SET OF TASKS -
**a)** Retype the passage from the mortgage rate article that opens with the words containing "Mortgage rates’ rise" and closes with "conference last week.".
**b)** List every person named in the article on rising mortgage rates.
**c)** Carry on the article about rising mortgage rates, picking up after its final sentence.

:: EXCERPT TO READ

Text size
For Hazel Shakur, a
Redfin
real estate agent working in the suburbs of Washington, D.C., the end of summer normally means a pickup in consultation requests from prospective sellers looking to list before traffic slows down in the winter.
But not this year. “I polled other listing agents in my area, and sure enough, we went into this weekend with no appointments,” Shakur said. “A lot of sellers are very reluctant about selling their house.”
Buyers, too, are pulling the break as home prices soften. “No one wants to be the person who buys the house for too much,” Shakur said.
Such reluctance comes amid a broader housing market slowdown as rising mortgage rates cut into home affordability and keep some would-be sellers from moving. Further rises could be on the way. Depending on the trajectory of inflation and the Federal Reserve’s response through monetary policy, an ascent to 7% isn’t out of the question.
Mortgage rates have been in the spotlight lately, and for good reason. The average rate on a 30-year fixed mortgage has more than doubled this year, rocketing higher in the wake of August’s hotter-than-expected inflation report and in anticipation of the Federal Reserve’s September FOMC meeting. Last week’s average rate on a 30-year fixed mortgage was 6.29%,
Freddie Mac
said—the highest such rate since 2008.
The average weekly rate still has a way to go before it hits 7%, but such a rise isn’t off the table. Whether or not mortgage rates hit 7% comes down to the Federal Reserve’s fight against inflation, says Keith Gumbinger, vice president of mortgage website HSH.
Should inflation soften, “we’ll have a chance to stay away from 7%,” Gumbinger says. “If the inflation news in the next couple of weeks isn’t good, or the economy continues to show more growth than the Fed wants to see, or if we have a blowout jobs report, there is a chance we could push more closely toward 7% ,” Gumbinger said.
Mortgage rates’ rise has added significantly to the cost of financing a home purchase: compared with the final week in 2021, the buyer of a $400,000 home at last week’s rate would owe roughly $600 more a month on their home loan.
If would-be home buyers were searching for a sign that mortgage rates were about to come down, they didn’t get it in Federal Reserve Chair Jerome Powell’s press conference following the Fed’s decision to raise interest rates by 0.75 percentage point. The central bank signaled that its terminal rate could peak higher than previously expected.
Powell commented on the mortgage rate-driven slowdown in the housing market. “This difficult correction should put the housing market back into better balance,” Powell said during a press conference last week.
The Federal Reserve’s more aggressive tone amid still-hot inflation is behind mortgage rates’ most recent run-up, says John Toohig, head of whole loan trading at Raymond James. Those same factors will likely drive mortgage rates’ movements in the near-term. Softer inflation readings could bring mortgage rates down, Toohig says, “but if those inflationary numbers remain hot, like the one we just went through, I would expect mortgage rates to continue up.”

::::
:: ENTRIES SUPPLIED

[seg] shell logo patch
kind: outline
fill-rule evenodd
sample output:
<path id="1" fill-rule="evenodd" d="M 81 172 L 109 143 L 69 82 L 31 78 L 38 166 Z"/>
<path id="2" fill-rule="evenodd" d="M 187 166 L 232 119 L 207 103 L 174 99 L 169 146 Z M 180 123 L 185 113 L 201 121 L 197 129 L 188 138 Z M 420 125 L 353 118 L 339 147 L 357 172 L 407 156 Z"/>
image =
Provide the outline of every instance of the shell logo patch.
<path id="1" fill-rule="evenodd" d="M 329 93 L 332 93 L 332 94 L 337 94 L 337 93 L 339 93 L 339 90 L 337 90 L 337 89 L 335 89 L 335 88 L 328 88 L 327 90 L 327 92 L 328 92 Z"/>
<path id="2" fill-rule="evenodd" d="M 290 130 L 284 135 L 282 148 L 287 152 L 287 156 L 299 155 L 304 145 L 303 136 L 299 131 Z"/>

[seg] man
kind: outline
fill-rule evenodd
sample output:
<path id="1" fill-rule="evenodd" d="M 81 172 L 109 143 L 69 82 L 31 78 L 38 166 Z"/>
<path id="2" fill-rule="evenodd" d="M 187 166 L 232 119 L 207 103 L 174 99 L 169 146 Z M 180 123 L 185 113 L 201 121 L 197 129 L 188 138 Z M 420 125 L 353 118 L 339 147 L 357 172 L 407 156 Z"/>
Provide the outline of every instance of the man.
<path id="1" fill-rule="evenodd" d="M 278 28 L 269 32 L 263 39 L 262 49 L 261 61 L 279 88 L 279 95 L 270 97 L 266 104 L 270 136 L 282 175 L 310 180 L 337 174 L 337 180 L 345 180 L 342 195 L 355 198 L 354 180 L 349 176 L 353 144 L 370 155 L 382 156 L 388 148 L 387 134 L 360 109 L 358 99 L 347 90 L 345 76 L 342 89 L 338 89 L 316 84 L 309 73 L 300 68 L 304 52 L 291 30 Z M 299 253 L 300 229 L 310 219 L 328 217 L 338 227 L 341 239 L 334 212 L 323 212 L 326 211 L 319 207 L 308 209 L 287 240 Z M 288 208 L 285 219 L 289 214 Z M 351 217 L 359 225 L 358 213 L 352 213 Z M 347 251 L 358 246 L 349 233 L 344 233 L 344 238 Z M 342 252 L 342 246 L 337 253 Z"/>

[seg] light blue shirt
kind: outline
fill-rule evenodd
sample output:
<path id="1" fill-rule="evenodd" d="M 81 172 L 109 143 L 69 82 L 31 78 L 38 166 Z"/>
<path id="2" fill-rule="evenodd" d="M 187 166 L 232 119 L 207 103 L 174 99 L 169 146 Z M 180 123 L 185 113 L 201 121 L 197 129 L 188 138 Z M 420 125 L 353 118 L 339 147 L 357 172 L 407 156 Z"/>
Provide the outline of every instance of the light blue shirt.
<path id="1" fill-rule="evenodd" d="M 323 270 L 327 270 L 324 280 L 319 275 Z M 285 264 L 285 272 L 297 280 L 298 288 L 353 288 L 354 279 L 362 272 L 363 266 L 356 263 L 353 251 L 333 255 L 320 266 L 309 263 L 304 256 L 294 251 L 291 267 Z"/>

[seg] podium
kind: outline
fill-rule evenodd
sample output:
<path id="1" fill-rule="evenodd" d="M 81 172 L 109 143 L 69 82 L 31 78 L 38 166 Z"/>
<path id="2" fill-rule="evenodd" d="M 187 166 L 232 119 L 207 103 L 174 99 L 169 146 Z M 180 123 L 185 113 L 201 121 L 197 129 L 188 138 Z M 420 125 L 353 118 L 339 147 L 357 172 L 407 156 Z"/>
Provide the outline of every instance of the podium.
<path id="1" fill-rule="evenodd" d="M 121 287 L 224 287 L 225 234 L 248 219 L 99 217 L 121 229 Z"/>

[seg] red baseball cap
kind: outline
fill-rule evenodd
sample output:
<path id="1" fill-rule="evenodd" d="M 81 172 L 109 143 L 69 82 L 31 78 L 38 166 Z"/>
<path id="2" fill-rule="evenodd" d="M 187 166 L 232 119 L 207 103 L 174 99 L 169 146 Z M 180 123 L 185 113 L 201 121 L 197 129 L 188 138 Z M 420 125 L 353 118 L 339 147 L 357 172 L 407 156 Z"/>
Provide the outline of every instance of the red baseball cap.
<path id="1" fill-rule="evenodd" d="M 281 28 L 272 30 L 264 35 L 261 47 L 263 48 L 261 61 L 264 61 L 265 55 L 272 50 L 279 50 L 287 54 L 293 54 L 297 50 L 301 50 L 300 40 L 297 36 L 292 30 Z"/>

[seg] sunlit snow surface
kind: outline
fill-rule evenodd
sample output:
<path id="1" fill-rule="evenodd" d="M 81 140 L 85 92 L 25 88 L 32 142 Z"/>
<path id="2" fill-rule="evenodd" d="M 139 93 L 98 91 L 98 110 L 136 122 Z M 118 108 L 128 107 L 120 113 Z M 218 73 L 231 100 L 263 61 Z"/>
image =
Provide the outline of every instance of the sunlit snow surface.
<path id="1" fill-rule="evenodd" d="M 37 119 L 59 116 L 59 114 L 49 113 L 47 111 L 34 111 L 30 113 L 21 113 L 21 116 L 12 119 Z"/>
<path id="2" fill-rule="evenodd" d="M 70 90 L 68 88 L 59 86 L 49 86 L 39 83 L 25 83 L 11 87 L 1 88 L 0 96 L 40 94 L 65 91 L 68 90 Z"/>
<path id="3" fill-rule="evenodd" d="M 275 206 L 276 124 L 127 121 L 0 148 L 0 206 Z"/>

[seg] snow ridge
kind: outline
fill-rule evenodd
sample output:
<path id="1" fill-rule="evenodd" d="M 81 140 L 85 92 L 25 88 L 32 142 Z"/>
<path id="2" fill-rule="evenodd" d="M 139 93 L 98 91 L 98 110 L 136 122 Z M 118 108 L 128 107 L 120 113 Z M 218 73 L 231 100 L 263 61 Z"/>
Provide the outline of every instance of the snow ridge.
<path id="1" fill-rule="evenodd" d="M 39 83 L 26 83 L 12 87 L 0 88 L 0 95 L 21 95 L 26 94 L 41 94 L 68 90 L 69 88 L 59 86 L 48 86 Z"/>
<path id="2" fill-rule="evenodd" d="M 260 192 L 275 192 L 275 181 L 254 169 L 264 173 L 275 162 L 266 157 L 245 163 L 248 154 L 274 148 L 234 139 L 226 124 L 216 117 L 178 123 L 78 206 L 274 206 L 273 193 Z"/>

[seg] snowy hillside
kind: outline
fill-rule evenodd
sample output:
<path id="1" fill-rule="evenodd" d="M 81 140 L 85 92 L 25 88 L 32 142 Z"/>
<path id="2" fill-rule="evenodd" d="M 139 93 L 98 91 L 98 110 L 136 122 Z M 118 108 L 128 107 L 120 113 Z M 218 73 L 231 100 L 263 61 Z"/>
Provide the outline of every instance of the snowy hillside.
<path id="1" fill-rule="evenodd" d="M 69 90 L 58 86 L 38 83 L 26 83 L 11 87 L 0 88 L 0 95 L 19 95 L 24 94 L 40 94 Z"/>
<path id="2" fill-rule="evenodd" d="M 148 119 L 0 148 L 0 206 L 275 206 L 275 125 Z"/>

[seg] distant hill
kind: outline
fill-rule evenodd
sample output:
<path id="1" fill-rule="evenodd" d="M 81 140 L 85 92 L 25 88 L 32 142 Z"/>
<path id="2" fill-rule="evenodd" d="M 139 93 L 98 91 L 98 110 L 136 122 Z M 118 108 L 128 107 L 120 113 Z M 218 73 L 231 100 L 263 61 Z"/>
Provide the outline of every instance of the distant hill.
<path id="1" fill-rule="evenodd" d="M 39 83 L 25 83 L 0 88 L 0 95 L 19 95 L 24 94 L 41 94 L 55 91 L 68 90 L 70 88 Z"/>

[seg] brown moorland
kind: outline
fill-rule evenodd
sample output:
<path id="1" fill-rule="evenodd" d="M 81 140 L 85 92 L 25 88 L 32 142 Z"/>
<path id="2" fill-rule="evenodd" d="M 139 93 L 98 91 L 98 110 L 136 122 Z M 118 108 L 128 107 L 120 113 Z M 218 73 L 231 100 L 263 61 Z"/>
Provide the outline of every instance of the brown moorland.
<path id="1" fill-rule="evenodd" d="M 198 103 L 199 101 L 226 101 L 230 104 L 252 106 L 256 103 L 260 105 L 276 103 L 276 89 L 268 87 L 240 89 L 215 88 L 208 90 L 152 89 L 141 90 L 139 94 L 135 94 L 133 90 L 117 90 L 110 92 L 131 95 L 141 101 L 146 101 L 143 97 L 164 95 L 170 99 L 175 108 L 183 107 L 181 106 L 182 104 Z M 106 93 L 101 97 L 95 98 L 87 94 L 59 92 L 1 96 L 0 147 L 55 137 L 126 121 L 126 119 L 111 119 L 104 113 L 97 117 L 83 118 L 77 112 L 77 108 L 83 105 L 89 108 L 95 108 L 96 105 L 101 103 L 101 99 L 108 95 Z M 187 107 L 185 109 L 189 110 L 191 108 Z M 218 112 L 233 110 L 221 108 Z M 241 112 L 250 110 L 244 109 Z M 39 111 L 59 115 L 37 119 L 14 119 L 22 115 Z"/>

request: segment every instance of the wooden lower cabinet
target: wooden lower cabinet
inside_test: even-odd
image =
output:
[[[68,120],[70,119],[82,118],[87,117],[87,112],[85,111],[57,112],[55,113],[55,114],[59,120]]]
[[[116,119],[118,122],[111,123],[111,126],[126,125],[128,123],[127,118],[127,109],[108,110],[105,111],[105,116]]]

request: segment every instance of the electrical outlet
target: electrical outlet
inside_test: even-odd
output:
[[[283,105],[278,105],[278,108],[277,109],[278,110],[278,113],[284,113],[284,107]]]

::::

LIST OF ANSWERS -
**a)**
Mortgage rates’ rise has added significantly to the cost of financing a home purchase: compared with the final week in 2021, the buyer of a $400,000 home at last week’s rate would owe roughly $600 more a month on their home loan.
If would-be home buyers were searching for a sign that mortgage rates were about to come down, they didn’t get it in Federal Reserve Chair Jerome Powell’s press conference following the Fed’s decision to raise interest rates by 0.75 percentage point. The central bank signaled that its terminal rate could peak higher than previously expected.
Powell commented on the mortgage rate-driven slowdown in the housing market. “This difficult correction should put the housing market back into better balance,” Powell said during a press conference last week.

**b)**
Hazel Shakur
Keith Gumbinger
Jerome Powell
John Toohig

**c)**
So, what would it mean if mortgage rates were to hit 7%? For buyers, rising rates are a double-whammy to both affordability and, likely, home supply. At 7%, financing the purchase of a $400,000 home would cost about $760 more a month than it did at the end of 2021, and about $150 more than at last week’s rate.
There are also signs that sellers—many of whom would become buyers themselves—have pulled back. The volume of new listings measured by Redfin during the four weeks ending Sept. 18 was about 20% lower than the same time last year, the metric’s greatest year-over-year drop since the early pandemic’s housing market freeze.
Current homeowners who bought or refinanced their loans at 2020 and 2021’s low rates have little incentive to list their homes now that mortgage rates have doubled—a concept known as the mortgage rate lock-in effect. Put simply, some homeowners “are unwilling to move because they just love their low interest rates,” National Association of Realtors chief economist Lawrence Yun said during a press conference earlier this month.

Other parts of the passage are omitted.